Braun has said it’s time to stop studying the dikes and start fixing them. He said so again Sunday in an interview with The Current.

“Enough studies,” he said. “This has been studied to death. We know what has to be done, and we’ve got to do it.”

Many diking investments in the Fraser Valley have been to keep current dikes from collapsing. That includes millions spent to stop the Fraser from eating into the dike protecting Matsqui Prairie, the Abbotsford's other important prairie. 📷 Lijuan Guo/ Shutterstock

A drop in the bucket

In August, the provincial government bragged it had spent $36 million on structural flood mitigation projects since 2017. (Just before losing power, the BC Liberals spent $80 million on flood projects.) In February, the province’s parliamentary secretary for emergency preparedness declared: “This program has gone a long way toward increasing British Columbia’s resiliency in the face of potential flooding.” But the program had not gone a long way to increasing the flood protection. All the estimates of the scale of the funding needed suggests the work has barely begun.

The last four years of structural flood prevention commitments—$36 million—have amounted to less than one tenth of what is needed not across all of British Columbia, but in a single municipality: Abbotsford.

On Friday, The Current asked Public Safety Minister Mike Farnworth if the province was prepared to spend the billions needed to upgrade BC’s dikes.

“We have in this province ongoing dike maintenance and dike improvement projects,” Farnworth said. “But events like this show very clearly that climate change is going to impact us in ways that it never did in the past. And a part of that is ensuring that our diking system is as strong as it can be. And that means that yes, the province and the federal government are going to have to be paying and investing in the years to come in our diking system.”

The Current asked the Province what it had done since it heard the Sumas River dike was unacceptable and whether it had provided any money to upgrade the dike since 2008. No answer was received. In response to a request for a flooding document, a spokesperson wrote that “responsibility for repairs and maintenance of dikes falls to local diking authorities.” That answer ignored the issue of dike improvements, which the province boasts of financing, on those rare occasions when it does so.

Yet, whoever is on the hook for protecting flood-prone communities, the recent flood has demonstrated that the cost of not stopping a major Lower Mainland flood is almost inconceivably high.

> _What to work on_
Write the next part of the piece on British Columbia's dike funding, starting right after its final sentence.

> _Exercise data_

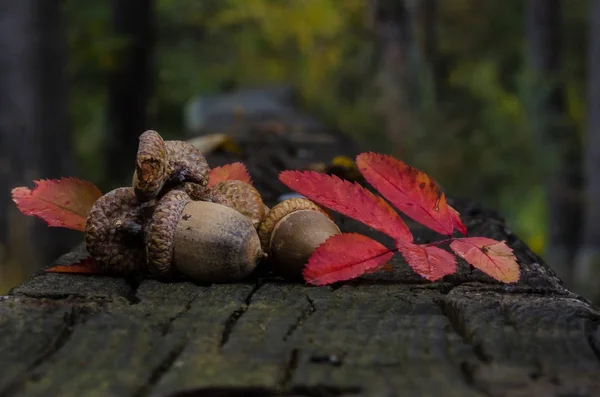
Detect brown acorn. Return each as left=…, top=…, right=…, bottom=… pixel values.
left=199, top=180, right=266, bottom=229
left=258, top=198, right=341, bottom=279
left=84, top=187, right=148, bottom=274
left=146, top=190, right=264, bottom=283
left=132, top=131, right=210, bottom=201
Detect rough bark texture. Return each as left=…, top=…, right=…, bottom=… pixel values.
left=0, top=0, right=74, bottom=290
left=527, top=0, right=582, bottom=284
left=575, top=0, right=600, bottom=302
left=0, top=93, right=600, bottom=397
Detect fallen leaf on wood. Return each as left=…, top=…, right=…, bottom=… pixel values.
left=279, top=171, right=413, bottom=241
left=303, top=233, right=393, bottom=285
left=397, top=242, right=456, bottom=281
left=450, top=237, right=520, bottom=283
left=356, top=153, right=466, bottom=236
left=12, top=178, right=102, bottom=231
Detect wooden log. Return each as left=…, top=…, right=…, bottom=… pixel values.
left=0, top=115, right=600, bottom=397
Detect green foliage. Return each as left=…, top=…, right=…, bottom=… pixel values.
left=65, top=0, right=587, bottom=254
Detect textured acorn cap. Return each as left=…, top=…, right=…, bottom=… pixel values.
left=84, top=187, right=145, bottom=274
left=202, top=180, right=266, bottom=229
left=132, top=130, right=168, bottom=201
left=173, top=201, right=264, bottom=283
left=145, top=190, right=191, bottom=277
left=165, top=141, right=210, bottom=187
left=259, top=198, right=341, bottom=279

> _Result of this exercise_
The Nooksack has flooded a relatively small portion of the Lower Mainland, but it has taken out key infrastructure, shut down transportation along vital corridors, and done huge damage to the province’s agriculture industry. Damages seem likely to exceed $1 billion. And yet every year carries the threat of a far worse flood.

The big one

Officials have warned for years that a major Fraser River flood could cause up to $30 billion of damage. It could swamp tens of thousands of homes, not to mention highways, hospitals, water plants, and other vital pieces of infrastructure. Unless a large earthquake hits first, such a flood would be the costliest disaster in Canadian history.

And yet, the same 2015 study that revealed Sumas Prairie’s dike would likely fail revealed flood protections against a major Fraser flood were just as rickety. Indeed, that was the main point of that study: a flood vulnerability study that was also conducted at the time ignored the Nooksack and other non-Fraser floods.

Litke said the Nooksack flooding could provide momentum to actually addressing the Lower Mainland’ susceptibility to a major flood. But it is unclear if that urgency will come in time. The region is in a race against time. A clock is ticking, but no one knows just when the buzzer will sound and the next flood arrives.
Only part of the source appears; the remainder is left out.